WHAT IS NEEDED: Produce an exact copy of the lines from the line containing "of the thatched" through the last line of the entries below, and only those lines.
======== DATASET ENTRIES ========
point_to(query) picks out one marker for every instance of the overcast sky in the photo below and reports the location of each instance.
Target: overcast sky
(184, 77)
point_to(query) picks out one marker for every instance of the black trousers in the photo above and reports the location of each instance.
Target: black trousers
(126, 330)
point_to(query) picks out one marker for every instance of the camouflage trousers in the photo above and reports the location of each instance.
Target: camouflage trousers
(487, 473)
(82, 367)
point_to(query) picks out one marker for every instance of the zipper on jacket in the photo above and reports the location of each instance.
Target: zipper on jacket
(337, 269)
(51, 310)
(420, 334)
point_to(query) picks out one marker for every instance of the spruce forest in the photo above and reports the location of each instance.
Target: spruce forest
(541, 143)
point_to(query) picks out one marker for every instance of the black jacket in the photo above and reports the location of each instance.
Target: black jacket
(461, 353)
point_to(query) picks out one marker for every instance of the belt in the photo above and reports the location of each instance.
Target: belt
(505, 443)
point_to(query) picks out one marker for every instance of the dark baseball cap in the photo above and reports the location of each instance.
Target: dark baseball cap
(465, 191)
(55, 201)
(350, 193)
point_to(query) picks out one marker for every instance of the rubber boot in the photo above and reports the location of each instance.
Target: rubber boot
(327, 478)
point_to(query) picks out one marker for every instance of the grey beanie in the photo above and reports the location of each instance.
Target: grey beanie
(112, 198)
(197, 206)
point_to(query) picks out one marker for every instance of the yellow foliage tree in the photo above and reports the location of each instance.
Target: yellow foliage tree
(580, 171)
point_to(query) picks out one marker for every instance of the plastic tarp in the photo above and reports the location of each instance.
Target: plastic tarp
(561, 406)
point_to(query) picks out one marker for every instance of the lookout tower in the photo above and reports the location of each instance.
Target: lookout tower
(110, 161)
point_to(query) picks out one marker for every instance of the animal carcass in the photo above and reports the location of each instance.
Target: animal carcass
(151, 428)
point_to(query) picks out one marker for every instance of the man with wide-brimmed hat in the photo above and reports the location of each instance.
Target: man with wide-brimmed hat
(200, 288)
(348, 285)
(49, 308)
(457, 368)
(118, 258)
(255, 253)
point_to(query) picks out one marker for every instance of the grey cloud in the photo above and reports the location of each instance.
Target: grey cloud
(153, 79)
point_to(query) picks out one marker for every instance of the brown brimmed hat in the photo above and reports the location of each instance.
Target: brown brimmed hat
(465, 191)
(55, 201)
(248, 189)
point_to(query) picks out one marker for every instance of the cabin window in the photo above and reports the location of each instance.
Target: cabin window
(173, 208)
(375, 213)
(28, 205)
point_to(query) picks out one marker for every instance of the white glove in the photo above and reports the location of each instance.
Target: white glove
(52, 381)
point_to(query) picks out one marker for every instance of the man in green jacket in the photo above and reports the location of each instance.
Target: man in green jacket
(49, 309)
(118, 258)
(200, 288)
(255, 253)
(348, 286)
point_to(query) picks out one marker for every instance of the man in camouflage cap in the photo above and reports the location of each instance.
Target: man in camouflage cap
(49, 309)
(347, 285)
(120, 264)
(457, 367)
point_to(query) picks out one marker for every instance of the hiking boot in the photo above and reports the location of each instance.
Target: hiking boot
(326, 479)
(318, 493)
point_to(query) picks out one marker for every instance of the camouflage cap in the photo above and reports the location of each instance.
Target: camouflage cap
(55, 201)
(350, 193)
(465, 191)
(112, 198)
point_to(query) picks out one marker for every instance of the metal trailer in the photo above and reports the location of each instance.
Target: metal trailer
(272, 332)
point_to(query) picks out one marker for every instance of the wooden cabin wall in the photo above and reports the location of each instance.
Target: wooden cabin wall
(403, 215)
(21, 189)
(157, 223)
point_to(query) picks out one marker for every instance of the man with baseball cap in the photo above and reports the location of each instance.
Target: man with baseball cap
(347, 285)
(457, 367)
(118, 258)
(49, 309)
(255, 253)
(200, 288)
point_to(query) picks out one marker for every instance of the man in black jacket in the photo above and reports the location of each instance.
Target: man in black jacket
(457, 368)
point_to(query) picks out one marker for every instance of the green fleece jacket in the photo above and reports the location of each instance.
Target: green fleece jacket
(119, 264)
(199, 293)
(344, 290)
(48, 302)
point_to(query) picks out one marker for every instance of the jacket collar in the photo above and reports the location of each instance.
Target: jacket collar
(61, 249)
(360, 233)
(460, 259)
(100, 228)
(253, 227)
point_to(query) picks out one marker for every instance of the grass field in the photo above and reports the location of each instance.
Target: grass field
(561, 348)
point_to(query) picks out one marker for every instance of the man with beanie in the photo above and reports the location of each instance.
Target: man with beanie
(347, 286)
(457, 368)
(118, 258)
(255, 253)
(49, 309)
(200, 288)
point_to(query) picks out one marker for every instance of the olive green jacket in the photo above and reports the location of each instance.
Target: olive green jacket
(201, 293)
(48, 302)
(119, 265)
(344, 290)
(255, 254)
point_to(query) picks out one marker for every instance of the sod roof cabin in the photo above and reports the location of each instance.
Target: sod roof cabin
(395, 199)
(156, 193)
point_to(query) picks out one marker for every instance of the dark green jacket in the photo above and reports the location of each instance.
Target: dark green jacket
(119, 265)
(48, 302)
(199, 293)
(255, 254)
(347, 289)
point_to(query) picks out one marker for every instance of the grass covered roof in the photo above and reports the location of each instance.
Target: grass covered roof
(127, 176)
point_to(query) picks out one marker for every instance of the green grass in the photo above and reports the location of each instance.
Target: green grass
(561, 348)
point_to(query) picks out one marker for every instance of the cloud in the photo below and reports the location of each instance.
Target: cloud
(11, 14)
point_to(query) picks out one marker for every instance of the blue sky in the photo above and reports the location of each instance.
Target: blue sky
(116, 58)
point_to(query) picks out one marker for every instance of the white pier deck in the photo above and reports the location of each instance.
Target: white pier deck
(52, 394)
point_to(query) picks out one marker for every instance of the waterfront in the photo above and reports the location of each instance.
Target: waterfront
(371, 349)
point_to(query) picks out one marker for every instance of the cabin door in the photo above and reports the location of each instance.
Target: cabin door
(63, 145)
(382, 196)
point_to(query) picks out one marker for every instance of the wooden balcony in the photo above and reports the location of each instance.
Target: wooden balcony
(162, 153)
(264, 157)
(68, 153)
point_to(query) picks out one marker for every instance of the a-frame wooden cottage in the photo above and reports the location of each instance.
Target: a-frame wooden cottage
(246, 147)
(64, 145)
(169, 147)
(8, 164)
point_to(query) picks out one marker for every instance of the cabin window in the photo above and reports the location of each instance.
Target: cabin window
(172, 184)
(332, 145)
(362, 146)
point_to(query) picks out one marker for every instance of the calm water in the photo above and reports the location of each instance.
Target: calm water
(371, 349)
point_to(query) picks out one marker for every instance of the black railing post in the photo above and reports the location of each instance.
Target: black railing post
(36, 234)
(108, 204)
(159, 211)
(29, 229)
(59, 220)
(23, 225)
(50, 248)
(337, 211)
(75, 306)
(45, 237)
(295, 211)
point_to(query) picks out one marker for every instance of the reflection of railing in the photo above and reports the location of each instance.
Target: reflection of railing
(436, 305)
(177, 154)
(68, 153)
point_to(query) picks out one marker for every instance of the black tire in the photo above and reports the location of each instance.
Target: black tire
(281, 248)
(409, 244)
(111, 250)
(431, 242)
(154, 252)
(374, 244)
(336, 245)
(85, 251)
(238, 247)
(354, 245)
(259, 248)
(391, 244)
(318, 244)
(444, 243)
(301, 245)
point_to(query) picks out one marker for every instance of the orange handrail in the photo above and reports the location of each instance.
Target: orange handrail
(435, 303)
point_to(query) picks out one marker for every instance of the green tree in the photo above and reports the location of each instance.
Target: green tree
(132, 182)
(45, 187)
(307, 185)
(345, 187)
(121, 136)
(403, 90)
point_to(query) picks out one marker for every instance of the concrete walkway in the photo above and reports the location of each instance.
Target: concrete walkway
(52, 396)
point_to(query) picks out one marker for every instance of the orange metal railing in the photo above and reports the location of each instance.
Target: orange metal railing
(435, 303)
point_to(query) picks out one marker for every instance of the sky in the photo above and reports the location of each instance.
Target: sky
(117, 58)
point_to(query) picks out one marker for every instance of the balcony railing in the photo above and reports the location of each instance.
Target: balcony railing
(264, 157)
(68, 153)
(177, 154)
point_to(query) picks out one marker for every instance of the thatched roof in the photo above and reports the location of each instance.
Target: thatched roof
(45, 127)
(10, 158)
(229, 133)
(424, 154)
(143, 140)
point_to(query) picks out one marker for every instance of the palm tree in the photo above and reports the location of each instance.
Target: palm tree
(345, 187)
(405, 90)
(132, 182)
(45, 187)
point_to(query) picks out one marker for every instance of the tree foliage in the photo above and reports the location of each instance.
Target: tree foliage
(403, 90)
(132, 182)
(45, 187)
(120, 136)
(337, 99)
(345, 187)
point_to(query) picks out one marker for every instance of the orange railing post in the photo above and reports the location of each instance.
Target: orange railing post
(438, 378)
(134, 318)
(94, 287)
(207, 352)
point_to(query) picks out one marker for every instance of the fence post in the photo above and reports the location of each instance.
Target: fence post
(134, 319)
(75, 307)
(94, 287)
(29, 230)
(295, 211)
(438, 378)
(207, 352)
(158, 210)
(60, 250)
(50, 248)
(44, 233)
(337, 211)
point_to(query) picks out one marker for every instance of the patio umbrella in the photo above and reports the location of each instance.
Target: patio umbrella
========
RESULT:
point_to(query) picks out one marker for every instance of the thatched roof in the photo above and reports the location of each instance.
Target: thatched roof
(45, 127)
(10, 158)
(229, 133)
(424, 154)
(143, 140)
point_to(query) picks out one marker for every instance of the palm tree in the photo above and reports the location of each instance.
Target: palm tree
(345, 187)
(405, 90)
(132, 182)
(45, 187)
point_to(query) picks out one marker for every instance of the tree foliage in the photo above and reports the location of each instance.
Target: tree foliage
(403, 90)
(132, 182)
(45, 187)
(120, 136)
(337, 99)
(345, 187)
point_to(query) picks out one marker for every instance of the orange railing post in the photo above and reports the location of each instance.
Target: orange railing post
(438, 378)
(134, 318)
(94, 287)
(207, 352)
point_to(query) picks out one marker for every instance of the fence post in the photo above and reports the location of each instance.
Target: fence post
(134, 319)
(75, 307)
(94, 287)
(29, 230)
(295, 211)
(438, 378)
(207, 352)
(158, 210)
(60, 250)
(50, 248)
(44, 233)
(337, 211)
point_to(query) picks out one marker for every instance of the patio umbrella in the photo above and reports the location of each instance.
Target: patio umbrella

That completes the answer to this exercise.